**Task description**: Put every line of the material below into a numbered list, leaving out any blank lines.

>> Start Source records

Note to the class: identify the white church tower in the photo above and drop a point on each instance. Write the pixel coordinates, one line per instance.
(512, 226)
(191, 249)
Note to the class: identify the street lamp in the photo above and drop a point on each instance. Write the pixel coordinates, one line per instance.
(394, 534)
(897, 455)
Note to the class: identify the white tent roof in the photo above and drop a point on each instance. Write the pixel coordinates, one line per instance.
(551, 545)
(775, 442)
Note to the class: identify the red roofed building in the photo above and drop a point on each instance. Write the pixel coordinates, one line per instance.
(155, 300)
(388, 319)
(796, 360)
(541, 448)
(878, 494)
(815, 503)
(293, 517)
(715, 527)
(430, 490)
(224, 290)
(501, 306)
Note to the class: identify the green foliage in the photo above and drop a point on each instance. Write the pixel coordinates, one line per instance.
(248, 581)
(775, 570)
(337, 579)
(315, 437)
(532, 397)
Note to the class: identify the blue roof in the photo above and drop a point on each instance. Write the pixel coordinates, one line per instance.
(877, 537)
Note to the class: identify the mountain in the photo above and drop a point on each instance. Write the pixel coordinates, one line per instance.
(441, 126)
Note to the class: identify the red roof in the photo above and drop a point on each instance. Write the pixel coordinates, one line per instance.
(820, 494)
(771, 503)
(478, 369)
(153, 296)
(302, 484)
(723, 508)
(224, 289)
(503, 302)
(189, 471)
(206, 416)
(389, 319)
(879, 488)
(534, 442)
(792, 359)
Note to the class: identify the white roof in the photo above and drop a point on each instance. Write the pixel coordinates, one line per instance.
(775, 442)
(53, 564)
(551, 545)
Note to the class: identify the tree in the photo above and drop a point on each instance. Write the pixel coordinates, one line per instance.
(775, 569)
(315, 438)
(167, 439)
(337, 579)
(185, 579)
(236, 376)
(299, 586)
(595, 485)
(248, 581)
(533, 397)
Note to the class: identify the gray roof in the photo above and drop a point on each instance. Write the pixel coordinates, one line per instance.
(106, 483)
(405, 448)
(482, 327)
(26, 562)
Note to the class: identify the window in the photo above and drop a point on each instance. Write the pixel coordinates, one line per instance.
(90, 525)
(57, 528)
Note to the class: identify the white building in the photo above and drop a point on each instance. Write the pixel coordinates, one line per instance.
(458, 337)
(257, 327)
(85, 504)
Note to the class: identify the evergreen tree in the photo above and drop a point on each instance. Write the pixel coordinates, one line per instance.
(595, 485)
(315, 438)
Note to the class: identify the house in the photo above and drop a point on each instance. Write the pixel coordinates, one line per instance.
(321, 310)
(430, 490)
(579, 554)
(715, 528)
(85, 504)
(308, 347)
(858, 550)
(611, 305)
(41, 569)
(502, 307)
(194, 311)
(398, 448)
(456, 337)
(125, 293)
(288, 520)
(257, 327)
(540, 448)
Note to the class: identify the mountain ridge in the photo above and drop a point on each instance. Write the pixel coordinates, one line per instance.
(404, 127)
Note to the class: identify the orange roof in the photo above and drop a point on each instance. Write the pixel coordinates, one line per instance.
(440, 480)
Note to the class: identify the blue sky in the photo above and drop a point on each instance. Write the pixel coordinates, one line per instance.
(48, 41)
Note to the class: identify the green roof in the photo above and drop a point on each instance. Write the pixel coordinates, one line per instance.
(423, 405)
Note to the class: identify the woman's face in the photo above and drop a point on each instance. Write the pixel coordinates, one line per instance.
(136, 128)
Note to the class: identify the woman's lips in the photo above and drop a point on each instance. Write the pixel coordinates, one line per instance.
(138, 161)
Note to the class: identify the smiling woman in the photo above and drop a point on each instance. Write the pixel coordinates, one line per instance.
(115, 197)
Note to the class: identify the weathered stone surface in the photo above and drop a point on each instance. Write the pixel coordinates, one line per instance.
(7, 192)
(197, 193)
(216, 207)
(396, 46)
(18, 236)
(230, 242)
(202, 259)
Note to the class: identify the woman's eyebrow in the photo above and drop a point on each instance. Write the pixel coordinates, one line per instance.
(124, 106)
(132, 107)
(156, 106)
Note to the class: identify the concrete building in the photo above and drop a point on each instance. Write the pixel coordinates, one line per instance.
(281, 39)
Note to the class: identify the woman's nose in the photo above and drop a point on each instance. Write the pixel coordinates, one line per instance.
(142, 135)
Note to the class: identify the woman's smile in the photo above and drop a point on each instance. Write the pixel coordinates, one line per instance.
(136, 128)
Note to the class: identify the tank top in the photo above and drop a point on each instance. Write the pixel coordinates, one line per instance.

>> End Source records

**In response**:
1. Note to the class: identify the white church tower in the photo above and drop a point on each instance. Write the pixel coordinates, one line per instance.
2. (512, 226)
3. (191, 249)
4. Note to the class: identify the street lamp in the photo above and drop a point on each instance. Write the pixel coordinates, one line per instance.
5. (394, 534)
6. (897, 455)
7. Note to the class: identify the white tent roof in the photo above and drop a point on each instance. Write the pixel coordinates, one line per instance.
8. (551, 545)
9. (775, 442)
10. Note to the class: identify the red roofed building in the photo above and drop a point on each instance. Write the pixel coordinates, one line per instance.
11. (155, 300)
12. (388, 319)
13. (796, 360)
14. (541, 448)
15. (878, 494)
16. (815, 503)
17. (293, 517)
18. (715, 527)
19. (430, 490)
20. (224, 290)
21. (501, 306)
22. Note to the class: identify the green foliage in the photo above and drop a point on each instance. Write the pixel coordinates, one line per instance.
23. (248, 581)
24. (775, 570)
25. (337, 579)
26. (315, 437)
27. (532, 397)
28. Note to the class: identify the blue roof in the photo above and drop a point on each instance. Write the pixel coordinates, one line per instance.
29. (877, 537)
30. Note to the class: identify the mountain in the photo above and drop a point on each instance. Write the pixel coordinates, one line per instance.
31. (441, 126)
32. Note to the class: identify the red roof in the photo above and drop a point on each instance. Write the pixel coordinates, one line per instance.
33. (820, 494)
34. (771, 503)
35. (478, 369)
36. (153, 296)
37. (302, 484)
38. (723, 508)
39. (224, 289)
40. (503, 302)
41. (189, 471)
42. (206, 416)
43. (389, 319)
44. (879, 488)
45. (534, 442)
46. (792, 359)
47. Note to the class: identify the white roof in the photo above and drop a point on each instance. Write the pixel coordinates, one line per instance.
48. (775, 442)
49. (53, 564)
50. (551, 545)
51. Note to the class: identify the tree in the photo above and drop a point on each instance. Write the pixel coordinates, one line per instance.
52. (775, 569)
53. (315, 438)
54. (167, 439)
55. (337, 579)
56. (185, 579)
57. (236, 376)
58. (299, 586)
59. (595, 485)
60. (248, 581)
61. (533, 397)
62. Note to the class: identify the gray roof in the photo above and drop a point on each instance. Write the pixel coordinates, one line per instance.
63. (106, 483)
64. (405, 448)
65. (482, 327)
66. (26, 562)
67. Note to the class: identify the window in the photo above and drop a point on each instance. Write the pixel coordinates, one line per instance.
68. (90, 525)
69. (57, 528)
70. Note to the class: identify the white building in the photo above and drop a point on each instance. Write the pixel coordinates, one line per instance.
71. (458, 337)
72. (257, 327)
73. (85, 504)
74. Note to the class: identify the evergreen tree in the photo above and drop a point on each instance. Write the pixel coordinates, one line per instance.
75. (595, 485)
76. (315, 438)
77. Note to the class: identify the house in the photo above and drop a point on each instance. Write the pixel coordinates, one line per instance.
78. (321, 310)
79. (430, 490)
80. (579, 554)
81. (715, 528)
82. (85, 504)
83. (308, 347)
84. (858, 550)
85. (611, 305)
86. (41, 569)
87. (502, 307)
88. (194, 311)
89. (398, 448)
90. (456, 337)
91. (125, 293)
92. (288, 520)
93. (257, 327)
94. (540, 448)
95. Note to the class: identify the mountain ridge in the photo above and drop a point on each instance. Write the pixel coordinates, one line per instance.
96. (404, 127)
97. Note to the class: identify the orange roof in the photo above and drop a point on each instance. Write the pixel coordinates, one line per instance.
98. (440, 480)
99. Note to the class: identify the blue sky in the photo above and drop a point on each instance. Write the pixel coordinates, one line per instance.
100. (48, 41)
101. Note to the class: identify the green roof in the photo above and drop a point on each instance. Write the pixel coordinates, one line per instance.
102. (423, 405)
103. Note to the class: identify the woman's face in the photo above and drop a point on each instance. Write the pixel coordinates, one line per instance.
104. (136, 128)
105. Note to the class: identify the woman's lips in the photo above and drop a point on each instance. Write the pixel coordinates, one line per instance.
106. (138, 161)
107. Note to the class: identify the smiling woman in the photo above and drop a point on each instance. Write the pixel coordinates, one line per instance.
108. (115, 197)
109. Note to the class: identify the weathered stone surface in the photo above and drop a point on each instance. Write the pixel coordinates, one line per instance.
110. (7, 192)
111. (197, 193)
112. (216, 207)
113. (396, 46)
114. (18, 236)
115. (230, 242)
116. (202, 259)
117. Note to the class: identify the woman's eyebrow in the photo above and drop a point on each instance. Write the pixel coordinates, one line per instance.
118. (124, 106)
119. (132, 107)
120. (156, 106)
121. Note to the class: identify the concrete building in the photo above and drop a point on each instance. Write the pixel coordinates, one line per instance.
122. (281, 39)
123. Note to the class: identify the woman's nose in the photo above and drop a point on each instance. Write the pixel coordinates, one line per instance.
124. (142, 135)
125. Note to the class: identify the woman's smile in the photo above and drop a point on each instance. Write the pixel coordinates, one line per instance.
126. (136, 128)
127. Note to the class: identify the tank top in the photo above and drop a point on each instance. Write the pixel coordinates, one line per instance.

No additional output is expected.